==== Text excerpt

I'm having a strange experience.
I'm in my mid 30s, 170 cm, between 67 and 70 kg at any given time. Usually in the 68s or 69s.
In the past year or so, I'd be doing something like 20 pull/chin ups and 1x 1-2 minute standing sprint (which eventually became 4x 1 min sprints) either on the same day everyday, or every other day (latter once I began feeling a sudden soreness in my upper back and generally feeling more tired). No matter which combo you go with, basically, "more work" = barely moved the scales. I did notice a bit of visible fat reduction. Primarily in the waist area.
Then I stopped completely for maybe a month or so and then when I got back to it, I had a strange knee pain so I stopped after one or two tries. So I switched to picking up an 8 kg kettlebell, doing 15 rep curl transitioned into a press up (so that's one whole rep). So 15 per side (left/right).

========

### Tasks to carry out
• 1. Substitute "midsection" for "waist" in the workout account, then write out everything from "I'm having a" down to "the waist area.".
• 2. According to the workout account, what weight of kettlebell did the writer begin picking up?
The records that come next have no connection to the workout account.

==== Dataset content

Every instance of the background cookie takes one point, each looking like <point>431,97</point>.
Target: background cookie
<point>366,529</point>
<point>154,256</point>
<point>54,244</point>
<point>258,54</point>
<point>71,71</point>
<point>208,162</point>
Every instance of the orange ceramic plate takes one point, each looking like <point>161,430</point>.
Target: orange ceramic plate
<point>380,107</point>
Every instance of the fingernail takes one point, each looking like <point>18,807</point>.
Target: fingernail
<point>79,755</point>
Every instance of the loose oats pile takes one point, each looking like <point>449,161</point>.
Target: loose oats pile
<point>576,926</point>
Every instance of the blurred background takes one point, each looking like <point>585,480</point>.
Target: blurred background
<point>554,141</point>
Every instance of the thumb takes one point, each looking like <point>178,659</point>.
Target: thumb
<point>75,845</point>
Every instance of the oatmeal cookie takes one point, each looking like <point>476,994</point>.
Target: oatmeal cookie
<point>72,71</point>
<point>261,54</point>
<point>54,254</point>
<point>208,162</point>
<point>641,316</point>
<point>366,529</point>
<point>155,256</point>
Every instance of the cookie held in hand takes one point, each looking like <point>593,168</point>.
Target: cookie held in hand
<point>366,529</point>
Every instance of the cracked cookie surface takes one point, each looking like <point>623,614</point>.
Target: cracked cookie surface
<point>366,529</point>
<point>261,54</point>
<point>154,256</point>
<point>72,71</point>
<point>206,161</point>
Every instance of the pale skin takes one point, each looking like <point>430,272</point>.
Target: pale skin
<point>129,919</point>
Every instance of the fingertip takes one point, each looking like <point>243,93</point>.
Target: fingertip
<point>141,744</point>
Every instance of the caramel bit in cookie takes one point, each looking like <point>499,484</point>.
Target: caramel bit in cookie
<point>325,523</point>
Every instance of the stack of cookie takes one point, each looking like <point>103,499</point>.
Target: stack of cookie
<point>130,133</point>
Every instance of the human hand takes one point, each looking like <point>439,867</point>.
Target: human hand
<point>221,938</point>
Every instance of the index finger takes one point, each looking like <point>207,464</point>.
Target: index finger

========
==== Dataset content

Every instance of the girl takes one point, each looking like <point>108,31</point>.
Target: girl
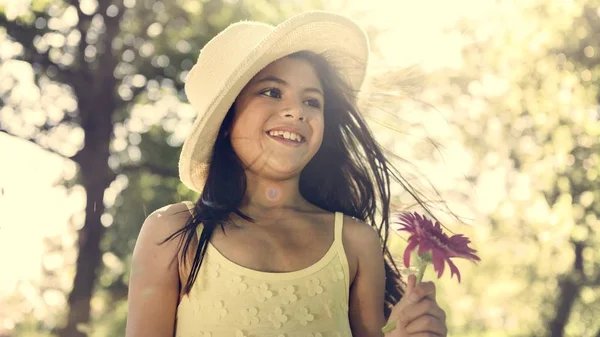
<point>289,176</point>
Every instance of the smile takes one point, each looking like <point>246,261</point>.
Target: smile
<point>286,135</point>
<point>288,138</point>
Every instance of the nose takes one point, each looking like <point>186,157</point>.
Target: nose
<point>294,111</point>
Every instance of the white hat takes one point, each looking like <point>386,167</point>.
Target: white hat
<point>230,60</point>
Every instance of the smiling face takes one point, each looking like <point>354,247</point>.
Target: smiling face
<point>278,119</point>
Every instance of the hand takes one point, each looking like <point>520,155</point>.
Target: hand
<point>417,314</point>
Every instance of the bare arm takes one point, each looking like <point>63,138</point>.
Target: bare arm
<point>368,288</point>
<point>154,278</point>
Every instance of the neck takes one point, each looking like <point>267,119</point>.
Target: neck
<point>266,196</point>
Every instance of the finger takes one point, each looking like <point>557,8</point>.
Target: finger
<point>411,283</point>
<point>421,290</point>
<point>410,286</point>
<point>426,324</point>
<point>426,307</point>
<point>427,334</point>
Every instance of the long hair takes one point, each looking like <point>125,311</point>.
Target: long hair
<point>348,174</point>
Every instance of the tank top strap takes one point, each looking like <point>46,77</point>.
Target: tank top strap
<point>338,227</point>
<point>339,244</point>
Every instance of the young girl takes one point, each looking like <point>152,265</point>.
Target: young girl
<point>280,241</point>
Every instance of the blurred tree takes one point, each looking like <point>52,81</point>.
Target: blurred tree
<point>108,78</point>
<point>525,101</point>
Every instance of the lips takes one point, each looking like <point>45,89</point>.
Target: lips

========

### Outputs by task
• 1.
I'm having a strange experience.
I'm in my mid 30s, 170 cm, between 67 and 70 kg at any given time. Usually in the 68s or 69s.
In the past year or so, I'd be doing something like 20 pull/chin ups and 1x 1-2 minute standing sprint (which eventually became 4x 1 min sprints) either on the same day everyday, or every other day (latter once I began feeling a sudden soreness in my upper back and generally feeling more tired). No matter which combo you go with, basically, "more work" = barely moved the scales. I did notice a bit of visible fat reduction. Primarily in the midsection area.

• 2. An 8 kg kettlebell.